● **Exercise input**:
----

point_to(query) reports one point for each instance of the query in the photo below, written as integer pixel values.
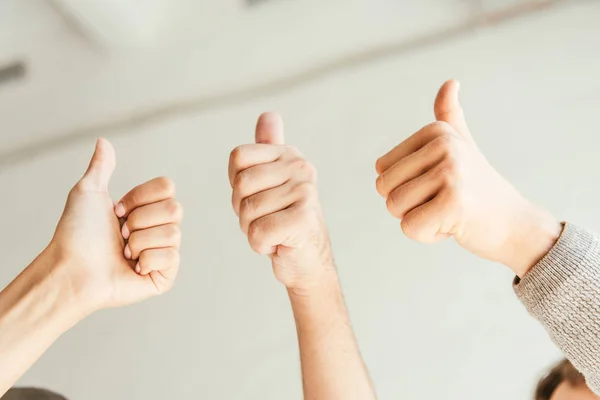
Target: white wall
(432, 321)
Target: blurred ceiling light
(114, 23)
(12, 72)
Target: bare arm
(88, 266)
(35, 309)
(440, 185)
(275, 198)
(332, 367)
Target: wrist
(327, 286)
(61, 272)
(534, 233)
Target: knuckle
(410, 228)
(448, 172)
(310, 171)
(444, 144)
(173, 257)
(380, 184)
(306, 191)
(133, 219)
(175, 210)
(240, 180)
(453, 199)
(255, 236)
(133, 243)
(172, 233)
(247, 207)
(236, 156)
(394, 203)
(292, 152)
(167, 186)
(176, 233)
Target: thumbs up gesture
(440, 185)
(275, 198)
(108, 264)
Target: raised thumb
(269, 129)
(101, 166)
(447, 108)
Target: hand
(275, 198)
(440, 185)
(102, 269)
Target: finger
(152, 238)
(249, 155)
(413, 194)
(424, 223)
(447, 108)
(150, 192)
(165, 260)
(273, 200)
(101, 168)
(163, 212)
(269, 129)
(262, 177)
(280, 228)
(412, 144)
(412, 166)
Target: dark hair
(561, 372)
(31, 394)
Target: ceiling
(98, 65)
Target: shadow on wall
(31, 394)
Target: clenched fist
(275, 198)
(440, 185)
(108, 264)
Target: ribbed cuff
(562, 291)
(562, 264)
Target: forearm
(332, 367)
(34, 312)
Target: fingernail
(120, 210)
(127, 252)
(125, 231)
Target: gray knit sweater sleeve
(562, 291)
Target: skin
(440, 185)
(275, 197)
(566, 391)
(88, 265)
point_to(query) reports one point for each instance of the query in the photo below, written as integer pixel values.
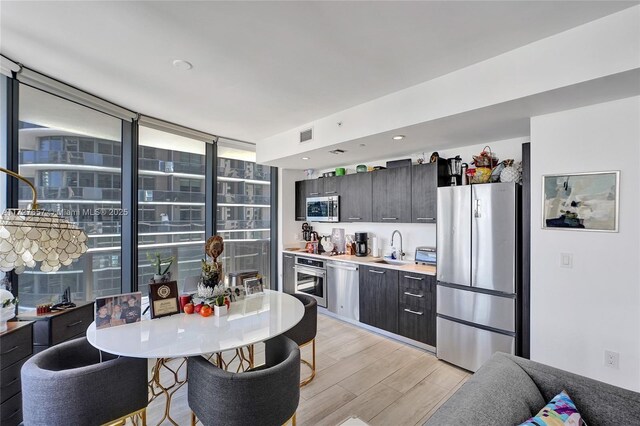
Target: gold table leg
(244, 355)
(157, 388)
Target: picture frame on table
(253, 285)
(163, 299)
(120, 309)
(236, 293)
(581, 201)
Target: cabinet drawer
(413, 323)
(11, 411)
(416, 287)
(71, 324)
(15, 346)
(10, 380)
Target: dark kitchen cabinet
(16, 346)
(314, 187)
(417, 307)
(288, 273)
(425, 179)
(379, 297)
(355, 198)
(331, 186)
(57, 327)
(392, 195)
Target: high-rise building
(80, 177)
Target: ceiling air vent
(306, 135)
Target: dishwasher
(343, 293)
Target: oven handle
(311, 271)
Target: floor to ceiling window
(72, 154)
(243, 213)
(171, 203)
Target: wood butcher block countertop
(369, 261)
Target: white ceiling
(261, 68)
(507, 120)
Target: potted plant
(220, 307)
(214, 297)
(161, 266)
(7, 308)
(210, 273)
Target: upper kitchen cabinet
(425, 179)
(392, 195)
(301, 198)
(314, 187)
(331, 186)
(355, 197)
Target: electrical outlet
(566, 260)
(612, 359)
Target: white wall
(603, 47)
(578, 313)
(287, 225)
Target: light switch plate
(612, 359)
(566, 260)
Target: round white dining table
(254, 319)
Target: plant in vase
(161, 266)
(210, 274)
(212, 297)
(7, 308)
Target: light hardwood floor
(360, 374)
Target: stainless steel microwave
(323, 209)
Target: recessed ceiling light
(181, 64)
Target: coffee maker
(362, 245)
(455, 170)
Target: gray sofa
(508, 390)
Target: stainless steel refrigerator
(477, 271)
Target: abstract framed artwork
(581, 201)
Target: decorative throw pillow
(560, 411)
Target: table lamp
(30, 236)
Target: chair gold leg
(311, 365)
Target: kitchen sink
(394, 262)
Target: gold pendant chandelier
(30, 236)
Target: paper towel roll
(375, 250)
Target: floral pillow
(560, 411)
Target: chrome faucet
(401, 251)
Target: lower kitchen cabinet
(379, 297)
(15, 348)
(57, 327)
(288, 273)
(417, 307)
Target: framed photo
(581, 201)
(117, 310)
(253, 285)
(163, 299)
(235, 293)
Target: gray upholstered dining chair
(267, 395)
(305, 331)
(68, 384)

----

● **Exercise**:
Everything in the records above must be restated verbatim, save for the pictures.

● **Expected output**:
point_to(query) reports one point for each instance of the query in the photo below, written as integer pixel values.
Target: white wall
(432, 321)
Target: blurred ceiling light
(114, 23)
(12, 72)
Target: bare arm
(88, 266)
(35, 309)
(440, 185)
(275, 198)
(332, 367)
Target: wrist
(327, 286)
(61, 272)
(534, 233)
Target: knuckle
(410, 228)
(448, 172)
(310, 171)
(444, 144)
(173, 257)
(380, 184)
(306, 191)
(133, 219)
(175, 210)
(240, 180)
(453, 199)
(255, 236)
(133, 243)
(172, 233)
(247, 207)
(236, 156)
(394, 203)
(292, 152)
(167, 186)
(176, 233)
Target: thumbs up gesture
(440, 185)
(275, 198)
(108, 264)
Target: raised thumb
(269, 129)
(101, 166)
(447, 108)
Target: hand
(275, 198)
(440, 185)
(102, 269)
Target: finger
(152, 238)
(249, 155)
(413, 194)
(424, 223)
(447, 108)
(150, 192)
(165, 260)
(273, 200)
(101, 168)
(163, 212)
(269, 129)
(262, 177)
(280, 228)
(412, 144)
(412, 166)
Target: dark hair
(561, 372)
(31, 394)
Target: ceiling
(98, 65)
Target: shadow on wall
(31, 394)
Target: clenched fist
(275, 198)
(440, 185)
(108, 264)
Target: ribbed cuff
(562, 291)
(562, 264)
Target: forearm
(332, 367)
(34, 312)
Target: fingernail
(120, 210)
(127, 252)
(125, 231)
Target: gray knit sweater sleeve
(562, 291)
Target: skin
(440, 185)
(275, 197)
(566, 391)
(88, 265)
point_to(query) reports one point for each instance of the query in the photo below, written as integer pixel values.
Target: gold table leg
(244, 355)
(157, 388)
Target: picture frame on table
(253, 285)
(163, 299)
(120, 309)
(236, 293)
(581, 201)
Target: cabinet drawer
(413, 323)
(11, 411)
(416, 287)
(71, 324)
(15, 346)
(10, 380)
Target: dark kitchen cabinet
(16, 346)
(314, 187)
(417, 307)
(288, 273)
(425, 179)
(379, 297)
(355, 198)
(331, 186)
(57, 327)
(392, 195)
Target: high-rise building
(80, 177)
Target: ceiling air vent
(306, 135)
Target: dishwasher
(343, 293)
Target: oven handle
(311, 271)
Target: floor to ceiling window
(72, 154)
(243, 213)
(171, 203)
Target: wood butcher block countertop
(369, 261)
Target: white ceiling
(261, 68)
(507, 120)
Target: potted plant
(220, 307)
(214, 297)
(161, 266)
(7, 308)
(210, 273)
Target: upper kitchen cabinet
(425, 179)
(392, 195)
(301, 198)
(314, 187)
(331, 186)
(355, 197)
Target: electrical outlet
(566, 260)
(612, 359)
Target: white wall
(603, 47)
(578, 313)
(287, 225)
Target: light switch plate
(612, 359)
(566, 260)
Target: round white dining table
(254, 319)
Target: plant in vase
(161, 266)
(210, 274)
(212, 297)
(7, 308)
Target: light hardwood floor
(360, 374)
Target: stainless steel microwave
(323, 209)
Target: recessed ceiling light
(181, 64)
Target: coffee maker
(362, 245)
(455, 170)
Target: gray sofa
(508, 390)
Target: stainless steel refrigerator
(477, 271)
Target: abstract framed artwork
(581, 201)
Target: decorative throw pillow
(560, 411)
Target: table lamp
(30, 236)
Target: chair gold leg
(311, 365)
Target: kitchen sink
(394, 262)
Target: gold pendant chandelier
(30, 236)
Target: paper towel roll
(375, 250)
Target: floral pillow
(560, 411)
Target: chrome faucet
(401, 251)
Target: lower kitchen cabinet
(379, 297)
(15, 348)
(57, 327)
(288, 273)
(417, 307)
Target: framed photo
(581, 201)
(117, 310)
(253, 285)
(163, 299)
(235, 293)
Target: gray upholstered dining chair
(267, 395)
(305, 331)
(68, 384)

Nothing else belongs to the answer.